───── Text segment

Book Review: Lucky Dog Lessons by Brandon McMillan

Rating: ⭐⭐⭐⭐

Summary

Every week, Brandon McMillan takes a dog and trains them, working to get them suitable for a forever home. He’s trained thousands of dogs over the years, so he has many tricks and tips up his sleeve for training them successfully. He outlines how to prepare for training before going into how to train the seven basic commands: SIT, DOWN, STAY, HEEL, COME, OFF, and NO. He also takes time to explain how to address common dog “problems” such as barking, digging, door dashing, and housetraining, among others.

What I Liked

  • So I’ve only read two books on training dogs, but if you do have a new dog, I definitely recommend this one! His methods are surprisingly simple and seem to be working pretty well for me and my dog.
  • He acknowledges that training doesn’t go perfectly every time or for every dog. Which means he provides lots of ideas for the tough cases. It gives you a lot of different tools to use if you need them.

──────────
───── Dataset extract

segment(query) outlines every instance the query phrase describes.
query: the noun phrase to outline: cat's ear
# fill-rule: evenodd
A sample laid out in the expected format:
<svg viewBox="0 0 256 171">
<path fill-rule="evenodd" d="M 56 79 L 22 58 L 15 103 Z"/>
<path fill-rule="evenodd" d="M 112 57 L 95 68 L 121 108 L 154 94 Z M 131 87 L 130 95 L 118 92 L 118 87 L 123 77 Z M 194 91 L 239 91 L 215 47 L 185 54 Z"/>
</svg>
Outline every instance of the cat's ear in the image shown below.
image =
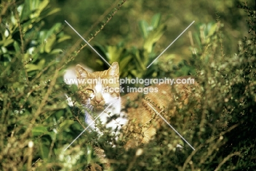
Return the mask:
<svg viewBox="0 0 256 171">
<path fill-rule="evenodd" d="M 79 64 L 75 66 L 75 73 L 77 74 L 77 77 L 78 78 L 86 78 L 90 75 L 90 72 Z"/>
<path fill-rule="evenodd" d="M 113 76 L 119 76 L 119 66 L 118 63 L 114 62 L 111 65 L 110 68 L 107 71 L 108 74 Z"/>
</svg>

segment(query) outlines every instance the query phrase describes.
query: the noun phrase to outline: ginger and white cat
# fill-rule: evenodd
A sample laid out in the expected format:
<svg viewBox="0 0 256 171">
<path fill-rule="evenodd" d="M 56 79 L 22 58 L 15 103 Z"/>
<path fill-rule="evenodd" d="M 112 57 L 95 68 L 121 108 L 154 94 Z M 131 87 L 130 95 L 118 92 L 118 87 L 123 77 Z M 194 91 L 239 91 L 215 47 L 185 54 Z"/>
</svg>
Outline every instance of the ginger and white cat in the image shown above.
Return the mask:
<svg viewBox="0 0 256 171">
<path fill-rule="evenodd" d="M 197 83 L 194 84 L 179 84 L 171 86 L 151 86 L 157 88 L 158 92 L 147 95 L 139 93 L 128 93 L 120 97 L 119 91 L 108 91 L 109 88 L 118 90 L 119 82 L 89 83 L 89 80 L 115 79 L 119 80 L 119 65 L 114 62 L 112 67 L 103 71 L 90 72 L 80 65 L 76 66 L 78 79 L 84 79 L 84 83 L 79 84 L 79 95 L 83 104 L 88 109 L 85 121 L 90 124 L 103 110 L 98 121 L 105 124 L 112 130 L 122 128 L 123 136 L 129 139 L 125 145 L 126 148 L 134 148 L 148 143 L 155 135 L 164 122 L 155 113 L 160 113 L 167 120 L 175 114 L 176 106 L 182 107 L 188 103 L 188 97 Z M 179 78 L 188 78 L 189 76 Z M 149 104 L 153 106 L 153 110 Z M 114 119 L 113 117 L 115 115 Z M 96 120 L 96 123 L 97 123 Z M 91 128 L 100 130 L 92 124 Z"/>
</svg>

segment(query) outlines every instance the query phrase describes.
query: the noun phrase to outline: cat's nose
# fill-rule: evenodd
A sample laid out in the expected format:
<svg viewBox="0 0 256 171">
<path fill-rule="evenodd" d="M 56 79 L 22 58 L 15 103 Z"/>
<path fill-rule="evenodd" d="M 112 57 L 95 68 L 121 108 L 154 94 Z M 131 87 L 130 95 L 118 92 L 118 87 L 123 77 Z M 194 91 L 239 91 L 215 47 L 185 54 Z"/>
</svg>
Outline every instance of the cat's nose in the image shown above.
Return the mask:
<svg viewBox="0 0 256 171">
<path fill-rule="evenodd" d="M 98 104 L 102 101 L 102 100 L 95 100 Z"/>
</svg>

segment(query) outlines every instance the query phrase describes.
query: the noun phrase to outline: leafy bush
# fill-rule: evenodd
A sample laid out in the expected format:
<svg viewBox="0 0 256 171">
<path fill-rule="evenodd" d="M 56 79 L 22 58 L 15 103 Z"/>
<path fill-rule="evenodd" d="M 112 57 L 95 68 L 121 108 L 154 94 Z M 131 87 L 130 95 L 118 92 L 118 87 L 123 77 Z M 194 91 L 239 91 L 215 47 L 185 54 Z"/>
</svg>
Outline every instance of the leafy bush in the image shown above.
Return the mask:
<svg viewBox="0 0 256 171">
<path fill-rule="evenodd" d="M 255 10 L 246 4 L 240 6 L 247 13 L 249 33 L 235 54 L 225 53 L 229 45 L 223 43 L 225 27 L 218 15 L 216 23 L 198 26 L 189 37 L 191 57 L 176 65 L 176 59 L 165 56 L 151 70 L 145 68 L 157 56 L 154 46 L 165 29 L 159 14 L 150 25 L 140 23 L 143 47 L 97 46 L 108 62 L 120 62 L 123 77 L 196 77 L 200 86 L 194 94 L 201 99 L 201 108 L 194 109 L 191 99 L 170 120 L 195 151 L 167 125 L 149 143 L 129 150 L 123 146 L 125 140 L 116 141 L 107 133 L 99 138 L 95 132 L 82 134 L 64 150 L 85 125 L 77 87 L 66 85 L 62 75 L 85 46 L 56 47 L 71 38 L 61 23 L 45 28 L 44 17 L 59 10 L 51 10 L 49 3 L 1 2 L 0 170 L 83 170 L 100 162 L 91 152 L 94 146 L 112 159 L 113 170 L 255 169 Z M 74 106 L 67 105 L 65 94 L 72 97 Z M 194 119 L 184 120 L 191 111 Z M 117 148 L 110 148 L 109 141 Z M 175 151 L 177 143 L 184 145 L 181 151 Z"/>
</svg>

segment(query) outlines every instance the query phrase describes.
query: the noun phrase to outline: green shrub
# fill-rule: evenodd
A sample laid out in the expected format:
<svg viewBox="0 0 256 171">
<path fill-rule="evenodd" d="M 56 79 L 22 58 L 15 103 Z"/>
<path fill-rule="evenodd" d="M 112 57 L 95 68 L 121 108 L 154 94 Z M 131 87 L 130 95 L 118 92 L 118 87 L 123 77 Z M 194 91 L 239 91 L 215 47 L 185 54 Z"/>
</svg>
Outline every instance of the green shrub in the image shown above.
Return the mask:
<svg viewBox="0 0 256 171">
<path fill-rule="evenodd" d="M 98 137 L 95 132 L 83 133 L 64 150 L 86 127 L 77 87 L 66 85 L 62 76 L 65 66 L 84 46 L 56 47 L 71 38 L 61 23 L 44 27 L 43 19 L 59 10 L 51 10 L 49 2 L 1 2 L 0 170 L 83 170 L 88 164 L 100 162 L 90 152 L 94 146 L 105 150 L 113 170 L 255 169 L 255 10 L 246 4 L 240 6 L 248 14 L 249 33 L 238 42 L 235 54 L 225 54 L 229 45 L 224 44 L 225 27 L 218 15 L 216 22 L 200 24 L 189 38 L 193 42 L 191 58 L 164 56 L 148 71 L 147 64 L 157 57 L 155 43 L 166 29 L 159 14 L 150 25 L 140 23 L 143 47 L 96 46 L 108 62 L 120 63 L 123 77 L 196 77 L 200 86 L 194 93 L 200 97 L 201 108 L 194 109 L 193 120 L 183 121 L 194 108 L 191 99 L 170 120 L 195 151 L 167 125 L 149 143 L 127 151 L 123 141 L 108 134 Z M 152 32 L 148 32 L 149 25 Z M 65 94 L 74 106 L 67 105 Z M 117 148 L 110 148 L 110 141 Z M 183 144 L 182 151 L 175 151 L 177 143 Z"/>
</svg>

──────────
───── Dataset extract

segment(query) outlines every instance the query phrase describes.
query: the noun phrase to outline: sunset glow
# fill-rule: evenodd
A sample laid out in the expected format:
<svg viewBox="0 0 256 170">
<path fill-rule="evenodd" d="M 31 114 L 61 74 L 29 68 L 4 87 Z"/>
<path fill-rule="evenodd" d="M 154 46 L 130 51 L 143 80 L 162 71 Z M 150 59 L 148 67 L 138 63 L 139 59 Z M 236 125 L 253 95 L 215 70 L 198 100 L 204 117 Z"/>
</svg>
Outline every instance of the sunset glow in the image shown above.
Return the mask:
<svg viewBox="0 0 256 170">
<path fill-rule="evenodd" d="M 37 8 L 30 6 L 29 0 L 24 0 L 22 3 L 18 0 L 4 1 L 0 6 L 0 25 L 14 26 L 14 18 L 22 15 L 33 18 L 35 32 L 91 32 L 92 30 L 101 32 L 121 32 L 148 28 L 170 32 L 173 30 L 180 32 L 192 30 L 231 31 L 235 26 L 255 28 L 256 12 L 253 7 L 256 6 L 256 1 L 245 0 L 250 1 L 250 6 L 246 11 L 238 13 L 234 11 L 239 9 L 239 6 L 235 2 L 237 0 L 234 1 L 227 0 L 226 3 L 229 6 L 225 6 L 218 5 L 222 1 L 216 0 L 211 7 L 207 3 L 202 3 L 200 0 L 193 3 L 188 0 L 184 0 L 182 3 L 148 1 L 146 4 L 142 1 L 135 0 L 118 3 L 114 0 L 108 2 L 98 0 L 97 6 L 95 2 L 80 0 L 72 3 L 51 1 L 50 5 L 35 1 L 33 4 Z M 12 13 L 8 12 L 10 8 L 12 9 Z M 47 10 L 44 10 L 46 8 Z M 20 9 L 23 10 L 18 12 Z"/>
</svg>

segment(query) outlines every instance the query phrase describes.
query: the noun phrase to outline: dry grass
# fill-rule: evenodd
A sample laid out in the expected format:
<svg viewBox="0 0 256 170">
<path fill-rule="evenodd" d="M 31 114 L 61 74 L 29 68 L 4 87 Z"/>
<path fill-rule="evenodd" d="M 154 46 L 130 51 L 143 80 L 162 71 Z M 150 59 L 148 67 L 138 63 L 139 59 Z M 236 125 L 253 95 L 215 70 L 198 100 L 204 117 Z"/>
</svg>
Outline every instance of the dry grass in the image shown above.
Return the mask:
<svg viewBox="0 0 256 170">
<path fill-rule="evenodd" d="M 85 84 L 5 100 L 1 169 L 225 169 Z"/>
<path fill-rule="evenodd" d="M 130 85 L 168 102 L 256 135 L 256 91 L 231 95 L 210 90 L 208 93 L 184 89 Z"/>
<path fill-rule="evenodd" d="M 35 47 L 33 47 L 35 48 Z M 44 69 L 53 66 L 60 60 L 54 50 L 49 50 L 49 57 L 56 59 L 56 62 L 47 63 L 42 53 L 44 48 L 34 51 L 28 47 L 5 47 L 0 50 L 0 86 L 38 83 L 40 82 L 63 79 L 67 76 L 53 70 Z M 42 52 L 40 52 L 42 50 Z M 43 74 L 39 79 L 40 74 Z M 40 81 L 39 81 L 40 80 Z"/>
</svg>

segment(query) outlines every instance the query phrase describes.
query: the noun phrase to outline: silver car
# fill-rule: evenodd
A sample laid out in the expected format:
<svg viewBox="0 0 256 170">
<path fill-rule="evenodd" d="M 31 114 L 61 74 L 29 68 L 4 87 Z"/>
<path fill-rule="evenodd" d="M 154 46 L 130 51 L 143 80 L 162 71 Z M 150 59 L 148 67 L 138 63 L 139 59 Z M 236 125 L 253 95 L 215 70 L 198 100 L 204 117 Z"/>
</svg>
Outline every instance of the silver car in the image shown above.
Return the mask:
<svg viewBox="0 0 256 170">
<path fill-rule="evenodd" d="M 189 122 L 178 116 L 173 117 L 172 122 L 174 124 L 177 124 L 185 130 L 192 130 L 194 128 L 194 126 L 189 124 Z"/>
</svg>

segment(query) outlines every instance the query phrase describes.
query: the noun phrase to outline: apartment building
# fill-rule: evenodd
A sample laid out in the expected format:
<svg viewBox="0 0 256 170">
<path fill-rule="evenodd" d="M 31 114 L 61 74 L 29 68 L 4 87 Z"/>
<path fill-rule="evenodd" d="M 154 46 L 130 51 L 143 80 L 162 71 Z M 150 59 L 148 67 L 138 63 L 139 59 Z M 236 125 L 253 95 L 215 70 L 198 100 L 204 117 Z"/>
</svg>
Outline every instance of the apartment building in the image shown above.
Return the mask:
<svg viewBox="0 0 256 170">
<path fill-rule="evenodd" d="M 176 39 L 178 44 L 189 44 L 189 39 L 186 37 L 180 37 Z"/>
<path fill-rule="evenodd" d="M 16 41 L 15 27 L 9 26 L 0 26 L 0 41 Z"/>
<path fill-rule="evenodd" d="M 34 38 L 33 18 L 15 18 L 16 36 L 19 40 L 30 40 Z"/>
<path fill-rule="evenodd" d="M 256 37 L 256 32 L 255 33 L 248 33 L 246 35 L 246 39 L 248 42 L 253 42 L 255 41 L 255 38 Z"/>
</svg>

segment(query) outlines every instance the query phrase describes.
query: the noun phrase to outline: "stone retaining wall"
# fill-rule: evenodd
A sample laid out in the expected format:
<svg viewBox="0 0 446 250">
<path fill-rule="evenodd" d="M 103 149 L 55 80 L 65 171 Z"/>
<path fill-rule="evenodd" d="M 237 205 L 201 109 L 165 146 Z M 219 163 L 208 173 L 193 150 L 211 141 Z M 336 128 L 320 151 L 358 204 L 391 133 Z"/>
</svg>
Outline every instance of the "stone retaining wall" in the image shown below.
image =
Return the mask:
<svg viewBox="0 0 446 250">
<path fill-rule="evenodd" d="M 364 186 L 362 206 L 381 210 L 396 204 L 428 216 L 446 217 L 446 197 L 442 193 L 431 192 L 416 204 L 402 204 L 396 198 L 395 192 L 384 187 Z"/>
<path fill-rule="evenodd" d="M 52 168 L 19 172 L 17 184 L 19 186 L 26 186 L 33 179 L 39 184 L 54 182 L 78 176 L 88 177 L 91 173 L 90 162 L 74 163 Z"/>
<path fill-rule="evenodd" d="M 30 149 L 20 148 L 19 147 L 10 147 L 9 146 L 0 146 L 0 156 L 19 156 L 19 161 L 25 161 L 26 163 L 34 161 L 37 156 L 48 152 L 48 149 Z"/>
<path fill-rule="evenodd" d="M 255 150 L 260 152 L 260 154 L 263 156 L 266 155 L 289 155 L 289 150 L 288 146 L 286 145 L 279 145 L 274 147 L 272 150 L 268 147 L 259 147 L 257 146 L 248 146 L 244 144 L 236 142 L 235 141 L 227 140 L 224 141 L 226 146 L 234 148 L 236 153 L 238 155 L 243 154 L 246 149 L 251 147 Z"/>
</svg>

──────────

# Complete the following
1. The book review names the basic commands it says the book teaches. List all of them.
2. Reproduce a passage of the book review word for word. Begin at the words "What I Liked" and stop after the words "you need them.".

# Solutions to the tasks
1. SIT, DOWN, STAY, HEEL, COME, OFF, NO

2.
What I Liked

  • So I’ve only read two books on training dogs, but if you do have a new dog, I definitely recommend this one! His methods are surprisingly simple and seem to be working pretty well for me and my dog.
  • He acknowledges that training doesn’t go perfectly every time or for every dog. Which means he provides lots of ideas for the tough cases. It gives you a lot of different tools to use if you need them.